DATASET EXCERPTS |
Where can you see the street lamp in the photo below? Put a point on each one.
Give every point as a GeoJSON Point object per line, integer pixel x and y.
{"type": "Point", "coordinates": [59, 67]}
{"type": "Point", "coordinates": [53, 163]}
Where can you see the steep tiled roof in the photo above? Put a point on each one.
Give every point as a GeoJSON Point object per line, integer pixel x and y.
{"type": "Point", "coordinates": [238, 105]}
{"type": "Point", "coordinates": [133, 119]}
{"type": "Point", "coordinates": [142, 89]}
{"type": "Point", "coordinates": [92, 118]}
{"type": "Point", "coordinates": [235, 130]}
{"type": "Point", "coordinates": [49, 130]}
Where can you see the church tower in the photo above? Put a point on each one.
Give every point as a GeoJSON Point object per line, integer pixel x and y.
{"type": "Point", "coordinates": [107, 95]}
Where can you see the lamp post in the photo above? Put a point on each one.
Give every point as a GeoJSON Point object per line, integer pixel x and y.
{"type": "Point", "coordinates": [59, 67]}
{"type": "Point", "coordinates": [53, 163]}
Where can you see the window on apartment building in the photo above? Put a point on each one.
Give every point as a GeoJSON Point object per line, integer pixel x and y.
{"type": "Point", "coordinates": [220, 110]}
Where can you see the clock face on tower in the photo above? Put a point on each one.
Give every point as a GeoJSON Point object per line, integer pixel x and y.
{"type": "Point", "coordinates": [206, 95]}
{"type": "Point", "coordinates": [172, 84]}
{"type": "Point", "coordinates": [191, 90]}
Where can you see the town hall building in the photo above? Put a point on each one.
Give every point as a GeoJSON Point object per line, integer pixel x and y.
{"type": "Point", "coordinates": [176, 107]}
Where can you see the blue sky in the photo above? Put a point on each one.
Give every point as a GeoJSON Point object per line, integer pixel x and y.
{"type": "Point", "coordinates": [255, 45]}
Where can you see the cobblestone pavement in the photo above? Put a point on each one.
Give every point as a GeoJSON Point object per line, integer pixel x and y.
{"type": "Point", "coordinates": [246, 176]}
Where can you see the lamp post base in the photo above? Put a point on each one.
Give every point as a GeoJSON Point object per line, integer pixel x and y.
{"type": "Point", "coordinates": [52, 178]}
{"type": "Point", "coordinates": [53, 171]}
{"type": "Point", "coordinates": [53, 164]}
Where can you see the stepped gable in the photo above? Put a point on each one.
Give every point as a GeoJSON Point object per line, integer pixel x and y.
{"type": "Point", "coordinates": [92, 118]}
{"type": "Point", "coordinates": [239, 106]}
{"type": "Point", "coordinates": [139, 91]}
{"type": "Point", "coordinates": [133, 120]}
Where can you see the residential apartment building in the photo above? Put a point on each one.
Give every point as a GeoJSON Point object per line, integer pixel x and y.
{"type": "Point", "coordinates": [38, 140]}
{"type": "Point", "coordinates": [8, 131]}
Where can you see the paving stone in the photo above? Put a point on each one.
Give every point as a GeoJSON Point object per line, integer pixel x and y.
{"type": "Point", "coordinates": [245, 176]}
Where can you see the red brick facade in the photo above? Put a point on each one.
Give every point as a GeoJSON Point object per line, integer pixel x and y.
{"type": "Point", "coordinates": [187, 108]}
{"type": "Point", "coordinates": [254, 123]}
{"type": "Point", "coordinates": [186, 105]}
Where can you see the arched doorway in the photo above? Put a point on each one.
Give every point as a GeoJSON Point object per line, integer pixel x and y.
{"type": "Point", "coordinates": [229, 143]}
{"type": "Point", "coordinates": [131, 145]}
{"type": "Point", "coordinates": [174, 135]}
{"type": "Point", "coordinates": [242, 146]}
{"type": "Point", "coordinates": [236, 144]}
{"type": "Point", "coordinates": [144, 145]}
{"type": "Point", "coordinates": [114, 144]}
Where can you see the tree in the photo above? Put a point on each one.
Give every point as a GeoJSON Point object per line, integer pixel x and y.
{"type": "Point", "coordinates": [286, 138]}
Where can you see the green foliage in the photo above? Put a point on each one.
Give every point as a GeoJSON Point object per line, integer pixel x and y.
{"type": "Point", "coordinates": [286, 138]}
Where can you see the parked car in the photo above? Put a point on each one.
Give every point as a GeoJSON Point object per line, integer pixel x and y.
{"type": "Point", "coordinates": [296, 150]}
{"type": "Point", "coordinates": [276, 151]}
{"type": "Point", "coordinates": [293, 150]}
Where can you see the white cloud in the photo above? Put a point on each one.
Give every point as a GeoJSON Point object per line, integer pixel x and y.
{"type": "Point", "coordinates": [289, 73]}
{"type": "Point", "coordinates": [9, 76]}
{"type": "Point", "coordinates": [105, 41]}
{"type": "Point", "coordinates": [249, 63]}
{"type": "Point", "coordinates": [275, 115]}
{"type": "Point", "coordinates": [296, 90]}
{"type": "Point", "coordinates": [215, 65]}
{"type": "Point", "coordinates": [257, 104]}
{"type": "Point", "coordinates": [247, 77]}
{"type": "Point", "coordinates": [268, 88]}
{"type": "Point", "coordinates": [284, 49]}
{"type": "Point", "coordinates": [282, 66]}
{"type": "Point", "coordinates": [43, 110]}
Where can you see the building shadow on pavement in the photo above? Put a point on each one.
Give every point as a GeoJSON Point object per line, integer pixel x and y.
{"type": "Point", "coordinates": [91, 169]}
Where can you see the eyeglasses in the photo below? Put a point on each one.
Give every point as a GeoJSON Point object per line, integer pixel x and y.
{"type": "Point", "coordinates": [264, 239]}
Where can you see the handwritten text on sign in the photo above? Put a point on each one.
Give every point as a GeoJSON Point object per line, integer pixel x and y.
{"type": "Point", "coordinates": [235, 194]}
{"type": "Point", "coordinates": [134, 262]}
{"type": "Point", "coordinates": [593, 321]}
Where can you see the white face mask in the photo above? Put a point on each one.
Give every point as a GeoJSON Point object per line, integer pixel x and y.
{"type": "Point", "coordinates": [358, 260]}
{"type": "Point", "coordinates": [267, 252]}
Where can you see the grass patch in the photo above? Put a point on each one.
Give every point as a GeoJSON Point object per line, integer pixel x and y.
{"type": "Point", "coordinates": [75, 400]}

GIVEN INSTRUCTION |
Retype every one of the rows above word for word, with each line unchanged.

FULL SOLUTION |
Where can you see the street lamp in the photo below? Put a point on each one.
Give every point as a GeoJSON Point object per line, integer pixel x and y.
{"type": "Point", "coordinates": [59, 67]}
{"type": "Point", "coordinates": [53, 163]}
Where can you see the steep tiled roof in the photo above? Put a point on each one.
Give every point as a GeoJSON Point object per line, integer pixel x and y.
{"type": "Point", "coordinates": [238, 105]}
{"type": "Point", "coordinates": [133, 119]}
{"type": "Point", "coordinates": [142, 89]}
{"type": "Point", "coordinates": [92, 118]}
{"type": "Point", "coordinates": [235, 130]}
{"type": "Point", "coordinates": [49, 130]}
Where can you see the church tower in the photo above? Put a point on each one.
Give every point as a GeoJSON Point object per line, integer pixel x and y.
{"type": "Point", "coordinates": [107, 95]}
Where can you see the lamp post in the photo above? Put a point on each one.
Give every point as a GeoJSON Point object per line, integer pixel x and y.
{"type": "Point", "coordinates": [59, 67]}
{"type": "Point", "coordinates": [53, 163]}
Where can you see the window on apartment building in the photo above? Put a point on each one.
Give every point as a GeoJSON Point object per line, integer pixel x and y.
{"type": "Point", "coordinates": [220, 110]}
Where can you see the clock face on tower in the photo above? Put a point on each one.
Give every point as a GeoJSON Point object per line, integer pixel x and y.
{"type": "Point", "coordinates": [206, 95]}
{"type": "Point", "coordinates": [172, 84]}
{"type": "Point", "coordinates": [191, 90]}
Where can you see the town hall building in the photo above? Put a point on each one.
Give every point as a GeoJSON Point object per line, integer pixel x and y.
{"type": "Point", "coordinates": [176, 107]}
Where can you see the blue sky in the photo above? Put a point on each one.
Give every point as a GeoJSON Point object per line, integer pixel x and y.
{"type": "Point", "coordinates": [255, 45]}
Where can you see the cobblestone pavement in the photo above? Put a point on each one.
Give every point as a GeoJSON Point object per line, integer pixel x and y.
{"type": "Point", "coordinates": [246, 176]}
Where can you see the lamp post base in the photo above? Put a point on each one.
Give every point as a GeoJSON Point object per line, integer pixel x and y.
{"type": "Point", "coordinates": [52, 178]}
{"type": "Point", "coordinates": [53, 171]}
{"type": "Point", "coordinates": [53, 164]}
Where can you see the stepped gable in the photo above? Put a point on each one.
Give every point as a GeoJSON Point object per line, integer pixel x and y.
{"type": "Point", "coordinates": [92, 118]}
{"type": "Point", "coordinates": [239, 106]}
{"type": "Point", "coordinates": [139, 91]}
{"type": "Point", "coordinates": [133, 120]}
Where can you see the residential apartment building in the photo above? Put a point on each one.
Give every point as a GeoJSON Point object per line, integer pixel x and y.
{"type": "Point", "coordinates": [38, 140]}
{"type": "Point", "coordinates": [8, 131]}
Where can you see the paving stone in the photo above? Put a point on each one.
Give every point as a GeoJSON Point object per line, integer pixel x and y.
{"type": "Point", "coordinates": [245, 176]}
Where can you see the red brick facade in the photo above? Put a point on each one.
Give every point as a GeoJSON Point object per line, integer pixel x and y.
{"type": "Point", "coordinates": [187, 108]}
{"type": "Point", "coordinates": [254, 123]}
{"type": "Point", "coordinates": [186, 105]}
Where can you see the arched doorway in the photo above? Put a point on each one.
Give every point as a GeoJSON Point object per line, integer pixel x and y.
{"type": "Point", "coordinates": [229, 143]}
{"type": "Point", "coordinates": [131, 145]}
{"type": "Point", "coordinates": [174, 135]}
{"type": "Point", "coordinates": [242, 146]}
{"type": "Point", "coordinates": [236, 144]}
{"type": "Point", "coordinates": [144, 145]}
{"type": "Point", "coordinates": [114, 144]}
Where can you see the tree in the photo above? Put a point on each one.
Give every point as a GeoJSON Point object per line, integer pixel x and y.
{"type": "Point", "coordinates": [286, 138]}
Where can you see the green foliage in the photo above? Put a point on each one.
Give every point as a GeoJSON Point object per line, integer pixel x and y.
{"type": "Point", "coordinates": [286, 138]}
Where can you see the parked car in the photo above? Put a point on each one.
Give every point as a GeoJSON Point object per line, integer pixel x and y.
{"type": "Point", "coordinates": [296, 150]}
{"type": "Point", "coordinates": [276, 151]}
{"type": "Point", "coordinates": [293, 150]}
Where can you see the white cloud in the photo above? Put a point on each one.
Give every point as a GeoJSON Point object per line, integer pixel x and y.
{"type": "Point", "coordinates": [289, 73]}
{"type": "Point", "coordinates": [9, 76]}
{"type": "Point", "coordinates": [105, 41]}
{"type": "Point", "coordinates": [249, 63]}
{"type": "Point", "coordinates": [275, 115]}
{"type": "Point", "coordinates": [296, 90]}
{"type": "Point", "coordinates": [215, 65]}
{"type": "Point", "coordinates": [257, 104]}
{"type": "Point", "coordinates": [247, 77]}
{"type": "Point", "coordinates": [268, 88]}
{"type": "Point", "coordinates": [284, 49]}
{"type": "Point", "coordinates": [282, 66]}
{"type": "Point", "coordinates": [43, 110]}
Where can you see the building shadow on pavement in the photo above? Put a point on each one.
Give every point as a GeoJSON Point object per line, integer pixel x and y.
{"type": "Point", "coordinates": [91, 169]}
Where can you see the eyeglasses in the photo below? Put a point on each one.
Give every point as a GeoJSON Point object per line, integer pixel x and y.
{"type": "Point", "coordinates": [264, 239]}
Where can you see the handwritten text on sign in the photo above? Put a point on each one.
Give every point as a GeoJSON Point object per line, integer pixel x and y.
{"type": "Point", "coordinates": [235, 194]}
{"type": "Point", "coordinates": [134, 262]}
{"type": "Point", "coordinates": [593, 321]}
Where can you see the white face mask in the photo above? Put a point on each one.
Give every point as a GeoJSON Point object per line, integer pixel x and y.
{"type": "Point", "coordinates": [358, 260]}
{"type": "Point", "coordinates": [267, 252]}
Where can you see the grass patch in the photo above? Put a point on each one.
Give every point as a GeoJSON Point object per line, integer pixel x and y.
{"type": "Point", "coordinates": [75, 400]}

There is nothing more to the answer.